◆ DESCRIPTION OF THE TASK ◆
In the blog post below about a boy's impulse control and school, which medication did the counselor suggest looking into?

◆ PASSAGE PROVIDED ◆
┌──
It also provided a little more ammunition to the school to push for medication.

I'm starting to think I'm fighting a losing battle here. He has no impulse control, and the boy tries - his efforts are Herculean some days. He cried at least twice yesterday because he knew that he shouldn't have done it, but he'd already been having a rough time and he just could not hold it together.

Part of me wishes that they would just get off his back. In a sense, my friend has a point - kids do things like that. But at the same time, the inability to control his impulses can get him into some serious trouble, possibly even danger. For example, he has walked into people's houses (and I don't necessarily mean people that he knows well) - just saw the door opened through the screen and waltzed in. That's a dangerous thing for a kid his age, but imagine the consequence if her was, say fifteen, and did that. He could get arrested, that's IF the person didn't have a gun and decide to shoot first and ask questions later.

At any rate, the counselor jumped at the opportunity (I had requested to talk with her because I'm concerned about how his self-esteem is slipping because he can never seem to meet the high expectations, which may be unreasonably high) and she talked to me about trying meds. She suggested that we look into Strattera and doesn't feel that Ritalin works well for kids on the autism spectrum. I said I'd look into it. I mean, should I wait until they threaten to kick him out of school because they can't handle his behavior?

I haven't done extensive research on Strattera, but it seems that is not a stimulant (a plus) but has also been associated with liver problems and suicidal thoughts.

If anyone has experience with this or any other medications, your thoughts would be appreciated. This is a horribly difficult decision that I'd rather not make, but I don't think I will be able to dodge it much longer, not if I want to keep my child in public school.

Monday, May 5, 2008

I.E.P. Diplomas Mean Squat

At Gus's last CSE meeting, it was mentioned that we have another year before we have to worry about standardized testing. I had asked about it last year as well. It boggles the mind how students in special Education are still required to take these tests. What's more disturbing is that if they don't pass the tests - or at least a certain number of tests - they do not become eligible for diplomas. This means that unless they complete at least an additional year of schooling AND pass a GED exam, they can't go to college or enlist in the military (military being a moot point in most cases anyway, I'd think).

This has bugged me for years, even before Gus was born when I was teaching high school. I worked in an incarcerated setting with children who were navigating the legal system. The last thing on their minds was a Regents test. So almost across the board, they failed and were rendered ineligible for regular high school diplomas even if they avoided long jail sentences.
└──
◆ DATA RECORDS ◆
┌──
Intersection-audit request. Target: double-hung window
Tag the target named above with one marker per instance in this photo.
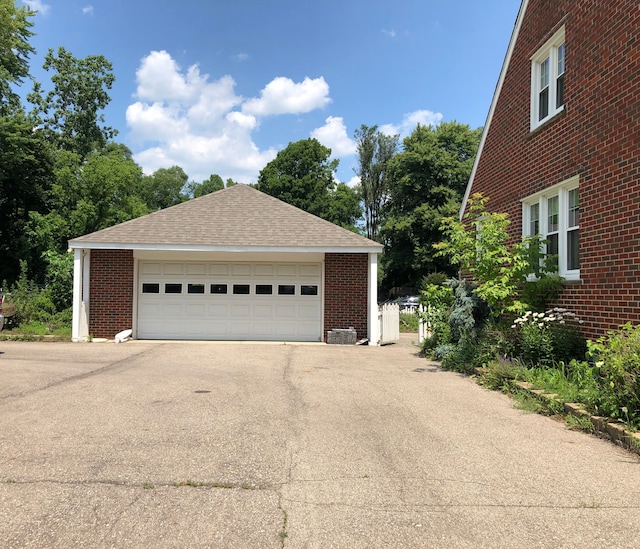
(547, 80)
(554, 214)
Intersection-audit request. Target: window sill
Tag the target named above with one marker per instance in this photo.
(559, 115)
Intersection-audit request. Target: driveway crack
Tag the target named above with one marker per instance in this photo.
(84, 375)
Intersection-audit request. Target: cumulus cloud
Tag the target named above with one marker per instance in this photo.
(38, 5)
(284, 96)
(411, 120)
(334, 135)
(185, 118)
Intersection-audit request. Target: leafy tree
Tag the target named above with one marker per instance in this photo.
(210, 185)
(375, 150)
(302, 175)
(25, 178)
(343, 207)
(427, 182)
(14, 50)
(479, 245)
(163, 188)
(70, 112)
(88, 196)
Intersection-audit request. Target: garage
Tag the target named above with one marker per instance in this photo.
(229, 301)
(236, 264)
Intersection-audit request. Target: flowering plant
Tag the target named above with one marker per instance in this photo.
(549, 337)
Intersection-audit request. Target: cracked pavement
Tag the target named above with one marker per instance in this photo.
(170, 444)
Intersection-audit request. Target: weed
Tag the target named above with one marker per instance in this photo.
(528, 403)
(580, 423)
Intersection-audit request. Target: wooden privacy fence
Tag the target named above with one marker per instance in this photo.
(389, 320)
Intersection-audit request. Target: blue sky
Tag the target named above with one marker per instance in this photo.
(221, 86)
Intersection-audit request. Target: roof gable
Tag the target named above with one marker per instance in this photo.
(494, 101)
(235, 218)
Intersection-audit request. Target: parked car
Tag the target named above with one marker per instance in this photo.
(7, 309)
(409, 302)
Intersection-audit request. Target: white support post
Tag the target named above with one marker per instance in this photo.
(79, 323)
(373, 321)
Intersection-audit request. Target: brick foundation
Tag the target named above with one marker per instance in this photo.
(346, 289)
(111, 291)
(596, 137)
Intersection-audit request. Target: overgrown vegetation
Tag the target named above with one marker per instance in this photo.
(500, 324)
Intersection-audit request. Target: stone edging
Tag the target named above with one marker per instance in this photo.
(602, 426)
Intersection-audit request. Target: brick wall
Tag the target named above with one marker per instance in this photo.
(110, 292)
(596, 137)
(346, 288)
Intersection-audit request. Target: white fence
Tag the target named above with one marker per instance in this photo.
(389, 320)
(424, 326)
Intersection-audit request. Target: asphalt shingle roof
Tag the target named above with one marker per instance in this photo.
(238, 216)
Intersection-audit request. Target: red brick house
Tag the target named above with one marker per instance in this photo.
(236, 264)
(560, 150)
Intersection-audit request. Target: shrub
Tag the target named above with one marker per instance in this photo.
(438, 299)
(549, 337)
(617, 356)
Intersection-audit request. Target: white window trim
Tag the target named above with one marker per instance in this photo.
(549, 50)
(562, 191)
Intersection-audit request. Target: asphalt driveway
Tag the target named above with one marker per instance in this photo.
(160, 444)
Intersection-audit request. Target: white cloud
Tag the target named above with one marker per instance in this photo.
(284, 96)
(334, 135)
(182, 117)
(38, 5)
(411, 120)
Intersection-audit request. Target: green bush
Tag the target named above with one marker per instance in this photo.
(617, 356)
(409, 322)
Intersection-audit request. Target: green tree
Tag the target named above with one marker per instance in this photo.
(25, 178)
(70, 112)
(375, 150)
(163, 188)
(88, 196)
(427, 182)
(479, 245)
(15, 25)
(303, 175)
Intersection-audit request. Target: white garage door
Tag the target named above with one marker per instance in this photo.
(229, 301)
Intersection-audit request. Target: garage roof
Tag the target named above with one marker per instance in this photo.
(234, 219)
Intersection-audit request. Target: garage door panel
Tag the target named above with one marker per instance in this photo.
(263, 310)
(195, 309)
(215, 312)
(218, 269)
(263, 270)
(309, 270)
(241, 310)
(196, 269)
(173, 268)
(218, 310)
(241, 269)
└──
◆ COMPLETED TASK ◆
Strattera